WRITTEN TASK: What do the lines from the one containing "the eyeglasses, the" through the end of the entries say? Quote them exactly, and only them.

(Dataset excerpts on object pointing)
* * *

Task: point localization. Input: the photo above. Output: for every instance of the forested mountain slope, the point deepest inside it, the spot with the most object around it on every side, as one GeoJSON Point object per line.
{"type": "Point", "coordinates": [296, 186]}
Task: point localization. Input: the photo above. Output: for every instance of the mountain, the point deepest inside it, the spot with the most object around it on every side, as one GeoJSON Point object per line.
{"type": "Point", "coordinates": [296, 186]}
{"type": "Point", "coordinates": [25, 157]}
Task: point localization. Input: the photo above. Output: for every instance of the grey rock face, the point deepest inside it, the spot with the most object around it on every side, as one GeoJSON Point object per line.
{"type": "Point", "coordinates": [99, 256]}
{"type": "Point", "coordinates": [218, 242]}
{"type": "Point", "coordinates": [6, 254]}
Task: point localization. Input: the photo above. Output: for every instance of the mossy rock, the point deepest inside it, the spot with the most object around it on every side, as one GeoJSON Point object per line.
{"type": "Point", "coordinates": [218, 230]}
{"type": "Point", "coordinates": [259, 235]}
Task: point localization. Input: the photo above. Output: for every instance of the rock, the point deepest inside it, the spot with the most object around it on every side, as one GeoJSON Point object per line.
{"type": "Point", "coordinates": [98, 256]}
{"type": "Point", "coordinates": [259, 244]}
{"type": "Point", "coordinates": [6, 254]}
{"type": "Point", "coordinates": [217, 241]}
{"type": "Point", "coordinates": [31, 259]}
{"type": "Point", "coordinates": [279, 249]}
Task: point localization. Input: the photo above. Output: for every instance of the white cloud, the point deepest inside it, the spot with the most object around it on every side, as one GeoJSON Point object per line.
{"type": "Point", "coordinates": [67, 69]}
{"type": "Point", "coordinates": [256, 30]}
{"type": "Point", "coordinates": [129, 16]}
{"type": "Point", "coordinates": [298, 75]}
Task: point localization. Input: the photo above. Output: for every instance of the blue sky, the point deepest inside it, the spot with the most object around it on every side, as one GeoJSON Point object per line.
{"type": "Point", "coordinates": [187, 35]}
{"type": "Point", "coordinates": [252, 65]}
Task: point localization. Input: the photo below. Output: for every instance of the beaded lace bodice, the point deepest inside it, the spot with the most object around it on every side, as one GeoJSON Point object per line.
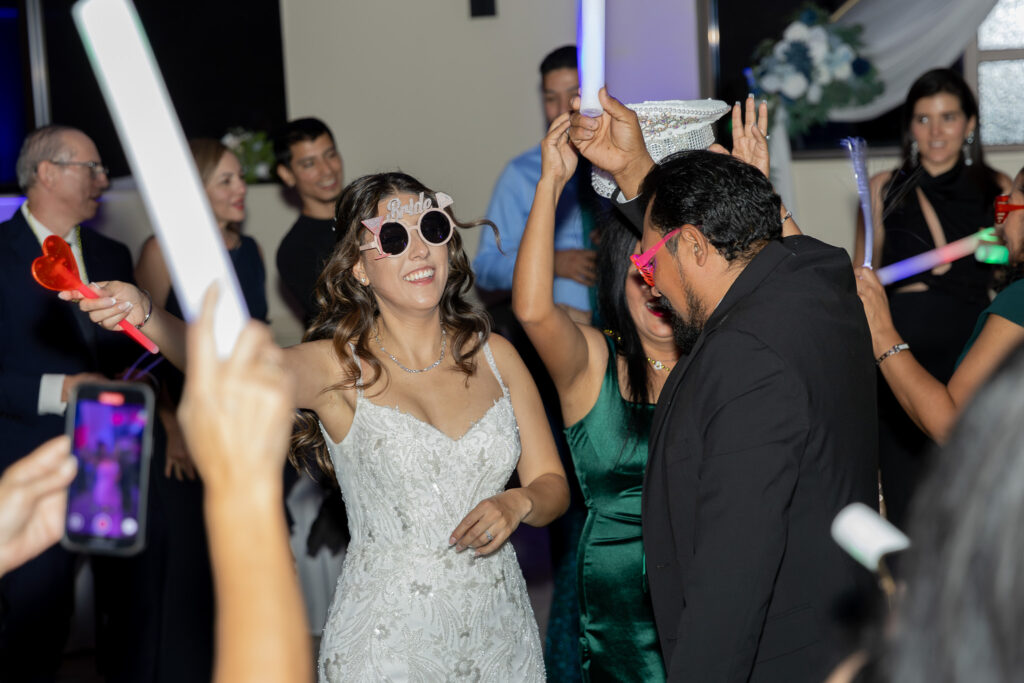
{"type": "Point", "coordinates": [407, 605]}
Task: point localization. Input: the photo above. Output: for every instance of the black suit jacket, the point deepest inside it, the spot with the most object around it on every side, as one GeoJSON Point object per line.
{"type": "Point", "coordinates": [40, 334]}
{"type": "Point", "coordinates": [760, 437]}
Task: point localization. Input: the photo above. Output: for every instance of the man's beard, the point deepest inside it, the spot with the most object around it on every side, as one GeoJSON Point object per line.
{"type": "Point", "coordinates": [686, 332]}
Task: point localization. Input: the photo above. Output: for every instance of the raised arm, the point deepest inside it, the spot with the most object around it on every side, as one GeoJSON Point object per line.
{"type": "Point", "coordinates": [562, 344]}
{"type": "Point", "coordinates": [238, 418]}
{"type": "Point", "coordinates": [932, 404]}
{"type": "Point", "coordinates": [544, 494]}
{"type": "Point", "coordinates": [750, 144]}
{"type": "Point", "coordinates": [612, 141]}
{"type": "Point", "coordinates": [119, 301]}
{"type": "Point", "coordinates": [877, 186]}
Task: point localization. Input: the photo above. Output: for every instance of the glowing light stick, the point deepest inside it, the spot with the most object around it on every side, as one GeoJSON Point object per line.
{"type": "Point", "coordinates": [57, 270]}
{"type": "Point", "coordinates": [983, 244]}
{"type": "Point", "coordinates": [155, 145]}
{"type": "Point", "coordinates": [866, 537]}
{"type": "Point", "coordinates": [590, 38]}
{"type": "Point", "coordinates": [857, 148]}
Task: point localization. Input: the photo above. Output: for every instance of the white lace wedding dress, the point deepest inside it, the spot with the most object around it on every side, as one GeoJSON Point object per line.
{"type": "Point", "coordinates": [407, 606]}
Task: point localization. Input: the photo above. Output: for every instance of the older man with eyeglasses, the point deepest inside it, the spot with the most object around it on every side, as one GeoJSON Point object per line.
{"type": "Point", "coordinates": [46, 348]}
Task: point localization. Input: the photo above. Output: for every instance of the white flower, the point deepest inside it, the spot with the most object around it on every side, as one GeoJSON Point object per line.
{"type": "Point", "coordinates": [814, 93]}
{"type": "Point", "coordinates": [780, 49]}
{"type": "Point", "coordinates": [771, 82]}
{"type": "Point", "coordinates": [817, 43]}
{"type": "Point", "coordinates": [794, 85]}
{"type": "Point", "coordinates": [796, 31]}
{"type": "Point", "coordinates": [822, 75]}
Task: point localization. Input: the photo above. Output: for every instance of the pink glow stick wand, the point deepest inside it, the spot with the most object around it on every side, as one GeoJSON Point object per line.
{"type": "Point", "coordinates": [857, 148]}
{"type": "Point", "coordinates": [983, 244]}
{"type": "Point", "coordinates": [57, 270]}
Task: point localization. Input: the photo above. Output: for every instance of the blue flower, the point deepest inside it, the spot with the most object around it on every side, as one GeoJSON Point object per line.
{"type": "Point", "coordinates": [800, 56]}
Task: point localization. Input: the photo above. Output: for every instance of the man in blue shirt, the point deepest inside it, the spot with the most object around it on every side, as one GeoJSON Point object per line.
{"type": "Point", "coordinates": [513, 196]}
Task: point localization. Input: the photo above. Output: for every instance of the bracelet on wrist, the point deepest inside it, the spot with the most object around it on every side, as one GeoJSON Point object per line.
{"type": "Point", "coordinates": [902, 346]}
{"type": "Point", "coordinates": [148, 310]}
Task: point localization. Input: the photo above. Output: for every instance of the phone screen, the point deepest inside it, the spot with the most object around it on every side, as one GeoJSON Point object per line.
{"type": "Point", "coordinates": [111, 437]}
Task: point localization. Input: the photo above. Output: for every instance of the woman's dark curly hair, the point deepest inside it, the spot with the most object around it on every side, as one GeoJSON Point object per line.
{"type": "Point", "coordinates": [347, 310]}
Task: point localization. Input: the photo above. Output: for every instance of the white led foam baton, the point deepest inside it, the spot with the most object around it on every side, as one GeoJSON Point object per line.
{"type": "Point", "coordinates": [161, 163]}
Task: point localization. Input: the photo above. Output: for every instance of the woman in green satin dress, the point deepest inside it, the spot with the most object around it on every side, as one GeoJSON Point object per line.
{"type": "Point", "coordinates": [607, 385]}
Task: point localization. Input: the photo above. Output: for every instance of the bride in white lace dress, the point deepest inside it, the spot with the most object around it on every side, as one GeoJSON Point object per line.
{"type": "Point", "coordinates": [423, 418]}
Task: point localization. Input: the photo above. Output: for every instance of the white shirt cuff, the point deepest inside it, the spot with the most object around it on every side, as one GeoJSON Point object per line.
{"type": "Point", "coordinates": [50, 388]}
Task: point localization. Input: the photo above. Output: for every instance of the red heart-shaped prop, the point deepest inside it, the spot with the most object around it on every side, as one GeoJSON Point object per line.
{"type": "Point", "coordinates": [56, 268]}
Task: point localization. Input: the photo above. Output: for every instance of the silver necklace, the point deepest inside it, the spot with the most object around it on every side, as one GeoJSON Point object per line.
{"type": "Point", "coordinates": [377, 338]}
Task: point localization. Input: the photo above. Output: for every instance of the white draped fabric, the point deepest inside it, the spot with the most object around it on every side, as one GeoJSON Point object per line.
{"type": "Point", "coordinates": [903, 39]}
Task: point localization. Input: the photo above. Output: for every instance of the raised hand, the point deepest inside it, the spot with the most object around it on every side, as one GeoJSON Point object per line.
{"type": "Point", "coordinates": [880, 322]}
{"type": "Point", "coordinates": [612, 141]}
{"type": "Point", "coordinates": [491, 522]}
{"type": "Point", "coordinates": [558, 157]}
{"type": "Point", "coordinates": [117, 301]}
{"type": "Point", "coordinates": [750, 135]}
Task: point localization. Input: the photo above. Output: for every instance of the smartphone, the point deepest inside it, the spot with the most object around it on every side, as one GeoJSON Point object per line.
{"type": "Point", "coordinates": [111, 429]}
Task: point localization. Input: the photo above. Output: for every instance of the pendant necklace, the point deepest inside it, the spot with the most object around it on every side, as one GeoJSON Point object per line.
{"type": "Point", "coordinates": [656, 365]}
{"type": "Point", "coordinates": [377, 338]}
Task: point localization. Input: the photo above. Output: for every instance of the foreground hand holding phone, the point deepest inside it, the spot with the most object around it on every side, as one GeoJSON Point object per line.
{"type": "Point", "coordinates": [237, 416]}
{"type": "Point", "coordinates": [33, 497]}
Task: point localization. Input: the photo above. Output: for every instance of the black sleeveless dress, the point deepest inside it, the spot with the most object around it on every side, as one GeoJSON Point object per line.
{"type": "Point", "coordinates": [936, 323]}
{"type": "Point", "coordinates": [187, 602]}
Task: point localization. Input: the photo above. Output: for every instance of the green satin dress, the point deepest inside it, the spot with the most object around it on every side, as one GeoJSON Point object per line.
{"type": "Point", "coordinates": [617, 640]}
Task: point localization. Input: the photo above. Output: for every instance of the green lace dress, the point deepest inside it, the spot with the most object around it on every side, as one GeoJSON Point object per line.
{"type": "Point", "coordinates": [617, 640]}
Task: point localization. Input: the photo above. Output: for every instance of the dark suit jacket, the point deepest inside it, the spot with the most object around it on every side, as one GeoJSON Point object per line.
{"type": "Point", "coordinates": [39, 334]}
{"type": "Point", "coordinates": [764, 433]}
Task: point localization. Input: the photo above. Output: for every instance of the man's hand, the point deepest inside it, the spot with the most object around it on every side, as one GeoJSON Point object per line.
{"type": "Point", "coordinates": [612, 141]}
{"type": "Point", "coordinates": [236, 414]}
{"type": "Point", "coordinates": [558, 158]}
{"type": "Point", "coordinates": [750, 137]}
{"type": "Point", "coordinates": [33, 501]}
{"type": "Point", "coordinates": [72, 381]}
{"type": "Point", "coordinates": [578, 264]}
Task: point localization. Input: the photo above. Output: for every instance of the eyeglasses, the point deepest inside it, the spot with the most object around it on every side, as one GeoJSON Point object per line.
{"type": "Point", "coordinates": [1004, 207]}
{"type": "Point", "coordinates": [645, 261]}
{"type": "Point", "coordinates": [392, 238]}
{"type": "Point", "coordinates": [95, 168]}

* * *

OUTPUT:
Task: point localization. Input: the photo above. Output: for every instance of the eyeglasses, the point deepest inside it, the spot with the most object around it on every side, as one GeoJSON Point object per line.
{"type": "Point", "coordinates": [1004, 207]}
{"type": "Point", "coordinates": [645, 261]}
{"type": "Point", "coordinates": [392, 238]}
{"type": "Point", "coordinates": [95, 168]}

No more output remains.